(Stored entries)
* * * *

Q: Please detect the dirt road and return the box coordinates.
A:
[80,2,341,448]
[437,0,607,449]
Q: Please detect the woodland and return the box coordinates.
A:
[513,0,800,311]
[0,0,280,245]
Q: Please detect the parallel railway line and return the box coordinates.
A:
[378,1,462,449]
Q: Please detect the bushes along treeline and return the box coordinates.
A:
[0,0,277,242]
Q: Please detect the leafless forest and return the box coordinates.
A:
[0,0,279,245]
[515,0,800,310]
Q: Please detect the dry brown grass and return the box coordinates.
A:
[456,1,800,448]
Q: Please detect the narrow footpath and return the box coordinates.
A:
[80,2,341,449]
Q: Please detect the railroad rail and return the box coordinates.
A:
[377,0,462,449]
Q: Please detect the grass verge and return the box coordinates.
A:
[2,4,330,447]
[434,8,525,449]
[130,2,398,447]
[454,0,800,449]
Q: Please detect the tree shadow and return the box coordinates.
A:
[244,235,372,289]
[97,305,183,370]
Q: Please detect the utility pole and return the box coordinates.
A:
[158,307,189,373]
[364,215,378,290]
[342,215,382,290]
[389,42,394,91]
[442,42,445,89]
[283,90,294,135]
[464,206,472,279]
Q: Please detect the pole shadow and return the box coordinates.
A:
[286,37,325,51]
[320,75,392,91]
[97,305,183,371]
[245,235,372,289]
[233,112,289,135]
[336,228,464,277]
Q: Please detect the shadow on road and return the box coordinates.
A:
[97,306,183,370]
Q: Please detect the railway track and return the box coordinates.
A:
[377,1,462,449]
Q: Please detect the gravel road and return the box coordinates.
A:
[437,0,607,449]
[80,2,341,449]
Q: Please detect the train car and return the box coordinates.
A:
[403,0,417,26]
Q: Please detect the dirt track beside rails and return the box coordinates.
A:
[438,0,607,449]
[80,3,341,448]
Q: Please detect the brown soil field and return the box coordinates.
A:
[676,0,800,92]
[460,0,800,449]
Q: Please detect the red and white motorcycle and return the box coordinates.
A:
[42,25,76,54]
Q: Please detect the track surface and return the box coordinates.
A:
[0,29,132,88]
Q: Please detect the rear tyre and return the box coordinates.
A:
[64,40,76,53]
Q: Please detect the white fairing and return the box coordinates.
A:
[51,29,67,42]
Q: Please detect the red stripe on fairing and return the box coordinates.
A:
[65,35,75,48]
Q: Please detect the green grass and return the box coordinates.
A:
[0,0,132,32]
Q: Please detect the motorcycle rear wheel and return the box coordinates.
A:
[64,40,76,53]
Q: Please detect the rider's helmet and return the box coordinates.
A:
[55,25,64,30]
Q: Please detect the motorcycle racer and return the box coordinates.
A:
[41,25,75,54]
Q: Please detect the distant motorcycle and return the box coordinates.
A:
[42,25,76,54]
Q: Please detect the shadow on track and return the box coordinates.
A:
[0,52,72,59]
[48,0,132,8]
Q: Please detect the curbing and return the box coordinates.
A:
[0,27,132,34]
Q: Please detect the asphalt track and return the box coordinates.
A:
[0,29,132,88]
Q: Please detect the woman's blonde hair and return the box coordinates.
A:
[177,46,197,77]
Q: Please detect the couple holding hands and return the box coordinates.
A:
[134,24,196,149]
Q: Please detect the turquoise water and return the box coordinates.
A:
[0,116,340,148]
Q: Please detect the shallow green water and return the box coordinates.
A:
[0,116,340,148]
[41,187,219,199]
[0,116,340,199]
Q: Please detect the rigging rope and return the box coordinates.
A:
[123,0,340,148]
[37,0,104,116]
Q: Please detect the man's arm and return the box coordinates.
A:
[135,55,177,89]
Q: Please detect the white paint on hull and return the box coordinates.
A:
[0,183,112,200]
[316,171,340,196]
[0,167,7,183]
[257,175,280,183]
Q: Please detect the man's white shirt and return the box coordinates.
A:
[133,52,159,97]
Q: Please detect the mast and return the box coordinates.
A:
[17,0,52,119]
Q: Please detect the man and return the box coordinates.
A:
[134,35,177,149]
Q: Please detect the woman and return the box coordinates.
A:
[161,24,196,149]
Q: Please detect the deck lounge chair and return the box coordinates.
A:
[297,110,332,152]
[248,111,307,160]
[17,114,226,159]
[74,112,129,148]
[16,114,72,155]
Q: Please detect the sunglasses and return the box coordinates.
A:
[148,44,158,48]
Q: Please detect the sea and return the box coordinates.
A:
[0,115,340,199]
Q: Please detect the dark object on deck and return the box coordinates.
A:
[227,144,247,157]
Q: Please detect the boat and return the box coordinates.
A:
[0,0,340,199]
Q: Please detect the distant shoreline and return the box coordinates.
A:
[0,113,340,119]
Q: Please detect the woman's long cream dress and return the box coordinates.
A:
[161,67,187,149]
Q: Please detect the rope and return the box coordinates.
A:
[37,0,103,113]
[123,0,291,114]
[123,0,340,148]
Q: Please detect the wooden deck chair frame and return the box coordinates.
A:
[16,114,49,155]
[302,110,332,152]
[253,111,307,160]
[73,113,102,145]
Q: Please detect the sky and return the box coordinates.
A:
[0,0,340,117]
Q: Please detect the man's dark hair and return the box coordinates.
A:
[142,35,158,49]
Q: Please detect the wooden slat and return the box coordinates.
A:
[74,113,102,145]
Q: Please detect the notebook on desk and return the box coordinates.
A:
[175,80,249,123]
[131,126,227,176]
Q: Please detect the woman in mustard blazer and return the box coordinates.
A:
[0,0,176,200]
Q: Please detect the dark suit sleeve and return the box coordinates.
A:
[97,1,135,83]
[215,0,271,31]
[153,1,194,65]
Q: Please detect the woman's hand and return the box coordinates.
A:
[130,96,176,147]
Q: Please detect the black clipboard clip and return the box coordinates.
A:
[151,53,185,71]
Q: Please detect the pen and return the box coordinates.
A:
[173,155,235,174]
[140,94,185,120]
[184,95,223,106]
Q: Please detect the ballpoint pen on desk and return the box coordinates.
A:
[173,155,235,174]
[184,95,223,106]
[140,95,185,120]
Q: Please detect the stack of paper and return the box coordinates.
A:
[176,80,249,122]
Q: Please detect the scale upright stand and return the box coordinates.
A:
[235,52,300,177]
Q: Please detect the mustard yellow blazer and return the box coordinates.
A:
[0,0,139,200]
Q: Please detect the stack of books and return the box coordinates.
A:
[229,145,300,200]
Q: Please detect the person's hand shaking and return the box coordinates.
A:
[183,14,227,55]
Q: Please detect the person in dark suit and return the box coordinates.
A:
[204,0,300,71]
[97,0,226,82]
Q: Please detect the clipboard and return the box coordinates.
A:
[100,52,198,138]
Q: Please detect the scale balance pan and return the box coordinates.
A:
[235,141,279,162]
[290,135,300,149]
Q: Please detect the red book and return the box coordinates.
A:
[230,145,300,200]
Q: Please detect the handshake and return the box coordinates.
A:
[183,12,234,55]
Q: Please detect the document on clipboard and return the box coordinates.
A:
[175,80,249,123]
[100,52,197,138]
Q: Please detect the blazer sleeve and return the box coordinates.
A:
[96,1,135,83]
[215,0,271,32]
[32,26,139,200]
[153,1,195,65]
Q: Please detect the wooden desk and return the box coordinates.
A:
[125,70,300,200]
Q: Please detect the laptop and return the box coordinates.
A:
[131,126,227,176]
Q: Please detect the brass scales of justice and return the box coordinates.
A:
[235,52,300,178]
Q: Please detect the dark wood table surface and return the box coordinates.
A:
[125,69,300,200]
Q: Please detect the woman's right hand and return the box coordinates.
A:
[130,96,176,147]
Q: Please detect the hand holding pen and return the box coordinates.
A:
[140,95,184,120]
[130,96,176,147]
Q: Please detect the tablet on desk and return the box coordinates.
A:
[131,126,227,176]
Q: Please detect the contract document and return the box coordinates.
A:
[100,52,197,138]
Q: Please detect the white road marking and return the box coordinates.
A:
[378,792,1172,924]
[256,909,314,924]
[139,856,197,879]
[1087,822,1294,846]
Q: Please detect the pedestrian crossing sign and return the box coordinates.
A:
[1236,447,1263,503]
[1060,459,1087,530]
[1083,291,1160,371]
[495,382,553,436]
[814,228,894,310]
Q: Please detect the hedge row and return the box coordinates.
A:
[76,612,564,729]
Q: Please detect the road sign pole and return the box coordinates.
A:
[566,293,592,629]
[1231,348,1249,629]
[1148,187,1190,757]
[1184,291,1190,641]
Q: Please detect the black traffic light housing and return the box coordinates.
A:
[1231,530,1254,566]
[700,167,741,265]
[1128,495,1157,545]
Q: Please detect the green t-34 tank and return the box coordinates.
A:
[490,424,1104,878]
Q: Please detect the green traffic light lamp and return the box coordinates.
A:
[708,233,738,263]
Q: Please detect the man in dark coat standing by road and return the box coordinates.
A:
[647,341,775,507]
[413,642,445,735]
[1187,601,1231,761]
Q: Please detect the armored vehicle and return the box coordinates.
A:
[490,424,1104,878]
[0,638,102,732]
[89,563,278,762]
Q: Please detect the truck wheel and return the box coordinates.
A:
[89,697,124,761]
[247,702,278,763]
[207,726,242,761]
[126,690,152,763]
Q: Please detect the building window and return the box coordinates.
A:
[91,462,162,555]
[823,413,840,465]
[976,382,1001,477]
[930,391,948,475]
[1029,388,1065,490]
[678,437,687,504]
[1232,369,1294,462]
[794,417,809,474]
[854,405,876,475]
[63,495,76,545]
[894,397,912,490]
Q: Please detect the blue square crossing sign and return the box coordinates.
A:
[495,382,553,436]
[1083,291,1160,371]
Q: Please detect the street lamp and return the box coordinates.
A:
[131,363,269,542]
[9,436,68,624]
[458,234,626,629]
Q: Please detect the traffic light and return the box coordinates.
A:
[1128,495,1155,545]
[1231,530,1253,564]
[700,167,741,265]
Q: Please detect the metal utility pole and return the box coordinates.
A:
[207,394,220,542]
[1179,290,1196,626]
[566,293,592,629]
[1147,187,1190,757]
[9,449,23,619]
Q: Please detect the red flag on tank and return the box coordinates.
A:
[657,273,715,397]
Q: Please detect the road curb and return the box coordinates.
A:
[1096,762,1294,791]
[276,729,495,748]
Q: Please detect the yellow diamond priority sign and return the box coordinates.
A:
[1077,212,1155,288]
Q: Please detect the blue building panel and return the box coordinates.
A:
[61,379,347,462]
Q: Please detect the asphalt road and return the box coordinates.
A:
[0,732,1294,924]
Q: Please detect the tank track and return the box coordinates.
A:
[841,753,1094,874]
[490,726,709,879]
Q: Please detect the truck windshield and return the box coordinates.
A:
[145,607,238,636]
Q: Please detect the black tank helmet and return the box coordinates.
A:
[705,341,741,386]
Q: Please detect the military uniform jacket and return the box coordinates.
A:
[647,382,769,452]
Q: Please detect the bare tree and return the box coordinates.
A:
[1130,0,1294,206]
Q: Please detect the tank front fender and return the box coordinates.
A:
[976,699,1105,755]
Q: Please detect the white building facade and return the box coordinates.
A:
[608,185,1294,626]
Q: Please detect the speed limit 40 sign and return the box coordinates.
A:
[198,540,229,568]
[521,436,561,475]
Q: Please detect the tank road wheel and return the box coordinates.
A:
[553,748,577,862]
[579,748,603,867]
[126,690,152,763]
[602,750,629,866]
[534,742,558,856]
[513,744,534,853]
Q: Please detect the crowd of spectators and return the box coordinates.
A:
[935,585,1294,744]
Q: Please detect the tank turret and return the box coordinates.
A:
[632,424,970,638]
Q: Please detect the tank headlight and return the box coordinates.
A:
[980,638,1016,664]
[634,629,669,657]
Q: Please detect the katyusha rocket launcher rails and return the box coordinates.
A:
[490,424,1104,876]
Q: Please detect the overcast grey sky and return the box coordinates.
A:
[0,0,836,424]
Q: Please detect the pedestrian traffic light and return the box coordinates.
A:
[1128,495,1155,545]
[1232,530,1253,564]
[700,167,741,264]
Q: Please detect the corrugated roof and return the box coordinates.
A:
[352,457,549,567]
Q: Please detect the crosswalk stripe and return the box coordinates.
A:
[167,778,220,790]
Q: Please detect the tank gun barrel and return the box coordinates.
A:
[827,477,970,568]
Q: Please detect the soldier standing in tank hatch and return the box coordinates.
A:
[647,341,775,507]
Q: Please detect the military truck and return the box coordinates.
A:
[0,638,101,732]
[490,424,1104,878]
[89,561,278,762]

* * * *

• Goal
Rewrite the records from the line containing "Q: Please detect the green traffic" through the line containing "[657,273,715,397]", replacing "return the box coordinates" with "give the bounding box" and leaving everything else unchanged.

• Task solution
Q: Please detect the green traffic light lamp and give the bounding box.
A:
[708,233,738,263]
Q: Please detect the man in dark coat standing by road and give the bounding box.
A:
[647,341,775,507]
[413,642,445,735]
[1187,601,1231,761]
Q: Please detect the armored vehicle and give the bounding box.
A:
[490,424,1104,878]
[0,638,102,732]
[89,563,278,762]
Q: Please detect the truck wheel and give the bounding box.
A:
[89,697,124,761]
[247,702,278,763]
[207,726,242,761]
[126,690,152,763]
Q: Please detect the building window and give the bounding box.
A:
[91,462,162,555]
[823,413,840,465]
[976,382,1001,477]
[930,391,948,475]
[1029,388,1065,490]
[678,437,687,504]
[1232,369,1294,462]
[794,417,809,474]
[854,405,876,475]
[63,495,76,545]
[894,397,912,490]
Q: Please detect the blue square crossing sign and give the bounding box.
A:
[495,382,553,436]
[1083,291,1160,371]
Q: Please detect the street lamp and give the bounding box.
A:
[131,363,269,542]
[9,436,68,624]
[458,234,626,629]
Q: Please detect the traffic light and give the bounding box.
A:
[1128,495,1155,545]
[1231,530,1253,564]
[700,167,741,265]
Q: Please detect the metal utility pole and give the bounding box.
A:
[207,394,220,542]
[1179,290,1196,626]
[566,293,592,629]
[1147,187,1190,757]
[9,449,23,619]
Q: Please detect the red flag on tank and give the bounding box.
A:
[657,273,715,397]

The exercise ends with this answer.